▶ What to produce: Rewrite the data below, replacing every "photo" with "image" and keeping everything else the same. Omit the pictures from your version.

▶ Data to use:
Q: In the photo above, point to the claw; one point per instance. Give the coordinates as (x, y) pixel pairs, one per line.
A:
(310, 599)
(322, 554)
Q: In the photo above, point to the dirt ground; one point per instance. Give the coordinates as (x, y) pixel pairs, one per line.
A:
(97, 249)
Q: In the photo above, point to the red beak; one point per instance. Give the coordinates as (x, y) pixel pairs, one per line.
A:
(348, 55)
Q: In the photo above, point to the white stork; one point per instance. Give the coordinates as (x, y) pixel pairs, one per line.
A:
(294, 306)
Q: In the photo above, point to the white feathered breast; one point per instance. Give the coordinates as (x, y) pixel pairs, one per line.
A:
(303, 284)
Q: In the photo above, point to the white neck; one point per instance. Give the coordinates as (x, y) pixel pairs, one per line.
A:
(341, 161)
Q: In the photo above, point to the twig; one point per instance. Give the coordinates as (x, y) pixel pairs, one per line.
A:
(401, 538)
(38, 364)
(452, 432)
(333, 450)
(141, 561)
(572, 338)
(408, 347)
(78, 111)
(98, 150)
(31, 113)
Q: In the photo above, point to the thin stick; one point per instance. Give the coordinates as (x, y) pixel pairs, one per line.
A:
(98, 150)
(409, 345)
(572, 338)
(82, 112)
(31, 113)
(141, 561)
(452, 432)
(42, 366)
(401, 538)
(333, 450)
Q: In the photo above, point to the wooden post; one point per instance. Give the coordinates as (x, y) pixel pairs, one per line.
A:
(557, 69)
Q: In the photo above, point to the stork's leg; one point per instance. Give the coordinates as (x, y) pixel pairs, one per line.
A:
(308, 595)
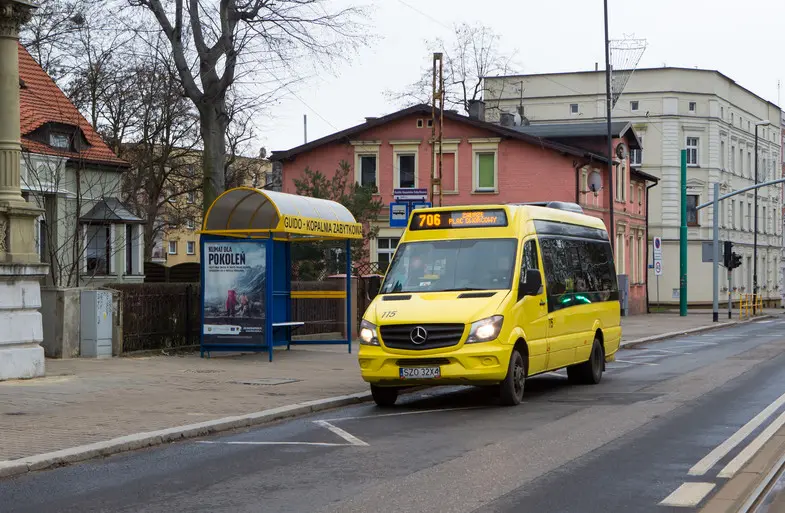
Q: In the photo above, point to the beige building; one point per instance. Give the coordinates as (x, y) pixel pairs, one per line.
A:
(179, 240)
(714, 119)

▶ Exercise answer:
Q: In the image above, point to the claw; one point per instance. Give the coordinates as (x, y) pixel pairs, one per line.
A:
(310, 599)
(322, 554)
Q: In the image above, point to the dirt ground; one point per instance. Give the coordinates as (x, y) pixel pairs, one per line.
A:
(97, 249)
Q: In the image above, point to the red beak; one point per instance. Give the coordinates as (x, y) pixel pairs, one per line.
A:
(348, 55)
Q: In the image above, point to the white stork; one point per instance. Give the coordinates as (x, y) pixel pairs, one per line.
A:
(294, 306)
Q: In the image above, point to the white feathered breast; one point per instance. Give the coordinates as (x, y) pixel pairs, one per line.
A:
(303, 284)
Q: In the image above, point to the white neck; one point per instance. Give the coordinates as (x, y) pixel pairs, one per line.
A:
(341, 161)
Q: In the image above, point to the twig; one point per instance. Give the coordinates as (x, y) pixel pairs, one per line.
A:
(401, 538)
(38, 364)
(452, 432)
(333, 450)
(141, 561)
(572, 338)
(408, 347)
(78, 111)
(98, 150)
(31, 113)
Q: In the image above, point to the thin stick; one point per instance. Give the coordinates as (x, y) pixel pairs, one per line.
A:
(98, 150)
(409, 345)
(572, 338)
(82, 112)
(31, 113)
(141, 561)
(452, 432)
(42, 366)
(401, 538)
(333, 450)
Q: In the image above, point to the wooden post; one point per instance. Give the coordinates as (x, y) pixel pairs, one per line.
A:
(557, 69)
Q: In the image above, point to the stork's leg; one point per instance. Give the coordinates as (x, y) pixel pairs, one per line.
A:
(308, 595)
Q: In the image above, point to the beige building; one point per instance. Give the coordinates as (x, y) pixel pairs, one per line.
A:
(179, 240)
(714, 119)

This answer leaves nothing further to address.